----- SOURCE EXTRACT
Its funny, though. None of the 4e preview material hits anywhere near the OTT level of that book.
Sample fighter powers ('exploits') seen so far:
1- force an enemy to take a 5' step where you want him to
2- cleave- an enemy adjacent to the target takes a bit o' damage.
3- attack one enemy, take a 5' step, attack another
4- hit someone really, really hard. (roll the weapon's damage die 3 times, add strength once).
Class features-
gain a bonus on attacks of opportunity.
Smack someone if he tries to 5' step away from you.
Nothing on the scale of time-shifting mountain-cleaving fire-spitting superman leaps.
In fact, going by the preview material available, it looks like the fighter has gone up a bit in damage potential, while at the same time, spellcasters got bludgeoned by a swarm of nerf bats. Fly and invisibility are up in the teen levels, and you have to spend minor actions to keep them going.
I can completely understand not liking 4e, and I've found a fair amount of stuff I really dislike, but fighters as OTT wuxia immortals (or spellcasters) isn't one of them. Not even close.

![]() |

Here is a new fighter ability inspired by some of the other posters on this thread.
Fighter
Alignment: Any
Hit Die: d10
BAB: Good
Fort: Good
Ref: Poor
Will: poor
Class Skills: Climb, Craft, Handle Animal, Intimidate, Knowledge (dungeoneering), Knowledge (engineering), Profession, Ride, Survival, and Swim.
Skill Points: 4 + Int modifier
01 - Bonus Feat, Adrenalin Surge 1/day
02 - Bonus Feat
03 - Armor Training
04 - Bonus Feat, Adrenalin Surge 2/day
05 - Weapon Training
06 - Bonus Feat
07 - Armor Training
08 - Bonus Feat, Adrenalin Surge 3/day
09 - Weapon Training
10 - Bonus Feat, Improved Adrenalin Surge
11 - Armor Training
12 - Bonus Feat, Adrenalin Surge 4/day
13 - Weapon Training
14 - Bonus Feat
15 - Armor Training
16 - Bonus Feat, Adrenalin Surge 5/day
17 - Weapon Training
18 - Bonus Feat, Greater Adrenalin Surge
19 - Armor Mastery
20 - Bonus Feat, Weapon Mastery, Adrenalin Surge 6/day
Adrenalin Surge (Ex):
A fighter can use his inner reserves of strength to perform feats that he would otherwise be unable to perform. Activating an Adrenalin Surge is an immediate action. After using an Adrenalin Surge a fighter is exhausted until he spends one minute resting. He cannot use Adrenalin surge when he is exhausted. A fighter may perform one of the following ability:
- Second Wind: A fighter can regain a number of hit points equal to his Con modifier X 1/2 his fighter level.
- Combat Maneuver: A fighter can perform a combat maneuver as if he had the required feat.
- Extra Attack: A fighter can make an extra attack at his full attack bonus.
Improved Adrenalin Surge (Ex):
A fighter may choose one of the following ability in addition to the normal Adrenalin Surge abilities:
- Damage Resistance: Any time a fighter takes damage, he can attempt a Fortitude save (DC 15 + damage) to ignore half of the damage.
----------
----- EXTRACTED ENTRIES
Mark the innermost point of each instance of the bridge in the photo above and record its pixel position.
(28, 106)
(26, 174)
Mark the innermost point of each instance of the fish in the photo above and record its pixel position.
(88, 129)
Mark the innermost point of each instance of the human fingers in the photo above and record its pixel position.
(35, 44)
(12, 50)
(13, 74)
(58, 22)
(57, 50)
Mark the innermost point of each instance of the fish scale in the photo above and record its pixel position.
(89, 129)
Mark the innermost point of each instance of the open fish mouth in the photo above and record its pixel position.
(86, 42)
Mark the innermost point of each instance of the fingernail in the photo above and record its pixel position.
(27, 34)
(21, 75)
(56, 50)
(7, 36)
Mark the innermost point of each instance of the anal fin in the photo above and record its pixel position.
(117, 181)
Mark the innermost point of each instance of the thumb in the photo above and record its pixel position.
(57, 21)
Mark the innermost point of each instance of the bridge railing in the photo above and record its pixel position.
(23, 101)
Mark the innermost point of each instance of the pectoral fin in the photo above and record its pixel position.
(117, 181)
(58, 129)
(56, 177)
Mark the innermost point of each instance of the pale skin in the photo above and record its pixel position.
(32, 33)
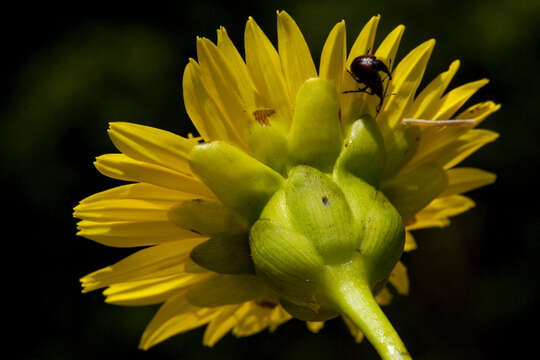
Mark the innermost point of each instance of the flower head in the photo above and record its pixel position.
(298, 197)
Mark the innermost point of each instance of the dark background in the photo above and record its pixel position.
(69, 71)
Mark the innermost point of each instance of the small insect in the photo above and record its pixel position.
(365, 70)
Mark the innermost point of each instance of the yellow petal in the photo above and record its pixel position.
(465, 146)
(452, 101)
(202, 108)
(479, 112)
(334, 55)
(399, 278)
(175, 316)
(436, 214)
(219, 290)
(245, 84)
(405, 81)
(355, 332)
(124, 210)
(150, 291)
(411, 192)
(410, 243)
(122, 167)
(223, 323)
(142, 265)
(148, 144)
(461, 180)
(228, 95)
(434, 139)
(354, 105)
(387, 53)
(132, 233)
(453, 145)
(255, 320)
(425, 105)
(389, 46)
(315, 326)
(265, 68)
(140, 191)
(294, 53)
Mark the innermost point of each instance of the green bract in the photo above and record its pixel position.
(322, 236)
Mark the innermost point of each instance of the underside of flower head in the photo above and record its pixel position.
(274, 134)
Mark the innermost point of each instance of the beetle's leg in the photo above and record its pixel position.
(364, 89)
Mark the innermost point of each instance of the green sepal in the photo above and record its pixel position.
(363, 153)
(269, 144)
(401, 144)
(413, 191)
(319, 210)
(238, 180)
(381, 235)
(206, 217)
(225, 254)
(287, 259)
(315, 135)
(222, 290)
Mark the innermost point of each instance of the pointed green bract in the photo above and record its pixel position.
(319, 210)
(225, 254)
(363, 153)
(315, 134)
(226, 170)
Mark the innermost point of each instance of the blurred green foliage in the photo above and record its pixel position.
(474, 284)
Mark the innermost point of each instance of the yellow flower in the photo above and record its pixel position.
(193, 210)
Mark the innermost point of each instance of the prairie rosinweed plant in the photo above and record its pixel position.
(298, 197)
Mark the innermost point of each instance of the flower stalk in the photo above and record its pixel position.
(355, 300)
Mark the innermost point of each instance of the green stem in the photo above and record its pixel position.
(355, 300)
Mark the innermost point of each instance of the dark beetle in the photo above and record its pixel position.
(365, 70)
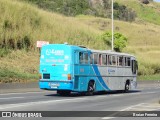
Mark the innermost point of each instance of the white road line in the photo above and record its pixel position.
(37, 103)
(11, 98)
(25, 93)
(106, 118)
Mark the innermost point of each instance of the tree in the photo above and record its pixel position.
(120, 41)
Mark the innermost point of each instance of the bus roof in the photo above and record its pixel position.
(96, 51)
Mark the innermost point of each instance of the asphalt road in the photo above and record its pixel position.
(145, 98)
----------
* **WHAT IS EXPECTED**: From the fighter class table in the forum post, list every level at which the fighter gains Weapon Training. The records aren't needed for this.

* **RESULT OF THIS TASK**: 5, 9, 13, 17